What is expected
Show each line of the entries below that contains the word "drawer", copying every such line in full.

Material for this task
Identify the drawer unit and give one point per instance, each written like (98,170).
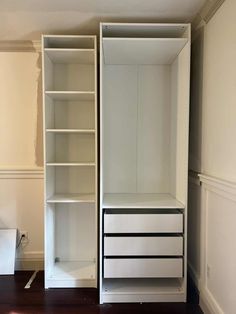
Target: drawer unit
(143,267)
(138,221)
(123,245)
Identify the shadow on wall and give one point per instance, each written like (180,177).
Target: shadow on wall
(196,89)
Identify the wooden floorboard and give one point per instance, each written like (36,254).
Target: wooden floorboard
(14,299)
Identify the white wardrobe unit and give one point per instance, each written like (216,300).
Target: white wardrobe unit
(70,154)
(144,71)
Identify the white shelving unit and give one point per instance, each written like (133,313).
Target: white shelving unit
(70,137)
(144,112)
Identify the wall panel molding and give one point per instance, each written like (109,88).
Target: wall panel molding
(218,198)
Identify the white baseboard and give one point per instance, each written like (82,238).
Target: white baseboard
(208,304)
(30,261)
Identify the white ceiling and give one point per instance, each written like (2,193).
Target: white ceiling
(28,19)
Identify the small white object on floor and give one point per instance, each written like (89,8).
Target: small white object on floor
(28,285)
(7,251)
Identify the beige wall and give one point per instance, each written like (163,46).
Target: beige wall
(21,157)
(212,224)
(20,110)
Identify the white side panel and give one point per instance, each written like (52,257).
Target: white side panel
(143,268)
(135,223)
(143,246)
(119,129)
(153,129)
(180,74)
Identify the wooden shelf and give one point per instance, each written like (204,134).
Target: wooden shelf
(68,55)
(83,131)
(72,198)
(66,164)
(142,50)
(135,200)
(71,95)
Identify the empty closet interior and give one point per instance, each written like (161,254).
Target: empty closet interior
(144,154)
(70,137)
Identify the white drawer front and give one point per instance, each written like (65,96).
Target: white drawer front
(139,223)
(143,246)
(143,268)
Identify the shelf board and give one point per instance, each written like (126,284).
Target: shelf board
(139,200)
(71,95)
(142,50)
(72,198)
(70,55)
(85,131)
(84,270)
(69,41)
(79,164)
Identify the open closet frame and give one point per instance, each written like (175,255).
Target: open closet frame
(144,119)
(69,72)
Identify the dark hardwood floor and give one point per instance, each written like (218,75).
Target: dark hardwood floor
(14,299)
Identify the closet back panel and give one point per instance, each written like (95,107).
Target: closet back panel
(136,128)
(74,239)
(74,180)
(69,76)
(120,129)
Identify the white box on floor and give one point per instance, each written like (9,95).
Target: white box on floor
(7,251)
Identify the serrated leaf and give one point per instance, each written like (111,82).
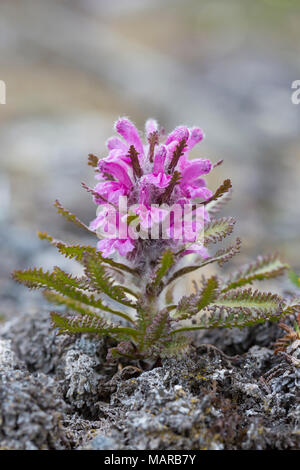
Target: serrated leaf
(158,329)
(240,308)
(77,252)
(165,264)
(92,325)
(264,267)
(215,206)
(221,257)
(189,306)
(70,217)
(218,229)
(64,284)
(102,281)
(294,278)
(220,192)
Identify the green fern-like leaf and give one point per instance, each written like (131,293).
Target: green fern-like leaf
(213,207)
(77,252)
(65,285)
(220,192)
(189,306)
(91,325)
(240,308)
(164,265)
(68,302)
(159,329)
(69,216)
(294,278)
(218,229)
(264,267)
(221,257)
(102,281)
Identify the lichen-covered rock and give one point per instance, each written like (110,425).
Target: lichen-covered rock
(31,407)
(206,400)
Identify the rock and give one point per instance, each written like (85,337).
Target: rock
(31,407)
(206,400)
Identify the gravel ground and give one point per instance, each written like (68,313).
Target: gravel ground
(249,400)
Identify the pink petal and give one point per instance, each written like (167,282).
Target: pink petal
(193,171)
(116,143)
(116,170)
(196,135)
(178,134)
(159,159)
(151,126)
(130,133)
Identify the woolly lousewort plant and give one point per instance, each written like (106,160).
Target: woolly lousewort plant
(157,222)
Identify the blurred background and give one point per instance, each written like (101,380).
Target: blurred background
(71,67)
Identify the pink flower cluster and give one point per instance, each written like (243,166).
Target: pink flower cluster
(150,175)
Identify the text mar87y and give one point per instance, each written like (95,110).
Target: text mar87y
(151,459)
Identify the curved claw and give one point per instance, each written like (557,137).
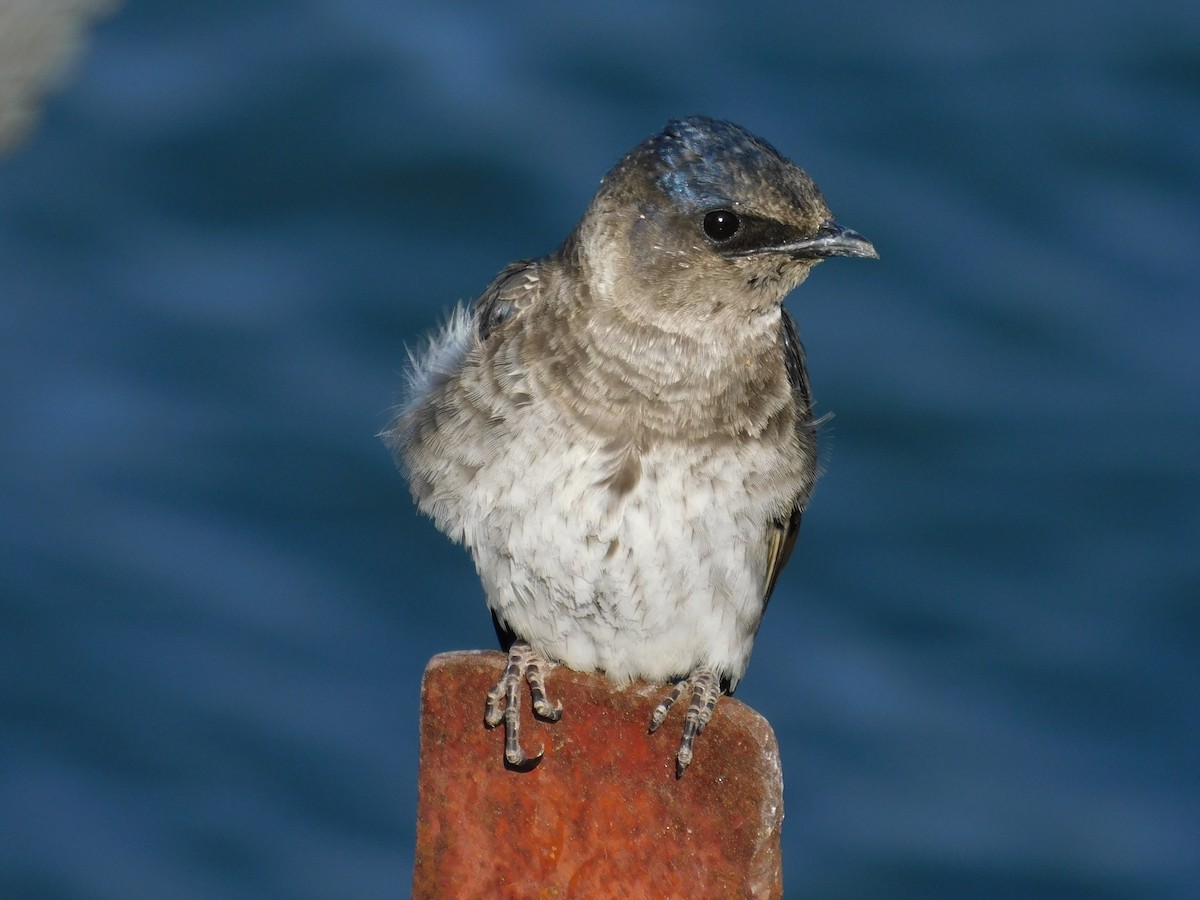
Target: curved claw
(504,703)
(706,690)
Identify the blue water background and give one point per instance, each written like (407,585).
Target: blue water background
(216,600)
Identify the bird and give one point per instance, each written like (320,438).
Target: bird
(622,431)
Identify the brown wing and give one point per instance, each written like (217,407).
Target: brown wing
(783,532)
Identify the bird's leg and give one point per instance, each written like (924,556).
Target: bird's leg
(504,702)
(706,690)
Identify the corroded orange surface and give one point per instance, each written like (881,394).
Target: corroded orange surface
(603,814)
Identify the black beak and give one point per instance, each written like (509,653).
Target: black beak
(831,240)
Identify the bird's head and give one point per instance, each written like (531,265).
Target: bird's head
(705,216)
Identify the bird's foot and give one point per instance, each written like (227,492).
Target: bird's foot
(706,690)
(504,702)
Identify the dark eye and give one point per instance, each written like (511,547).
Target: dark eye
(720,225)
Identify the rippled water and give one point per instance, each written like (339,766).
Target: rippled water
(217,600)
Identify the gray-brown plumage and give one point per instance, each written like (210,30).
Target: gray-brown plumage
(622,431)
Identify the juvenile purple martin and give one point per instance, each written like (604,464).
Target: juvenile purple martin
(622,433)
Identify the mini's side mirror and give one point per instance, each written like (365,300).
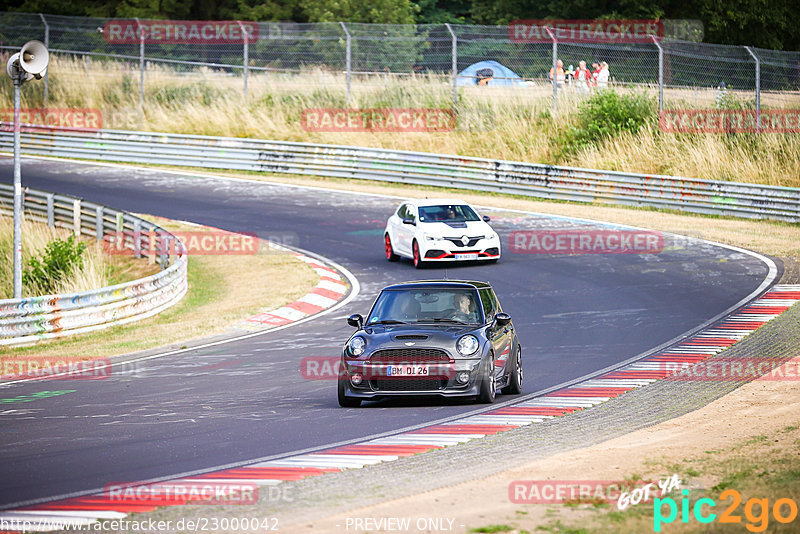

Correct result
Identify the drawer unit and give one point per instance, each written like (98,170).
Target: drawer unit
Identify the white drawer front and give one point per instance, each written like (65,96).
Target: white drawer front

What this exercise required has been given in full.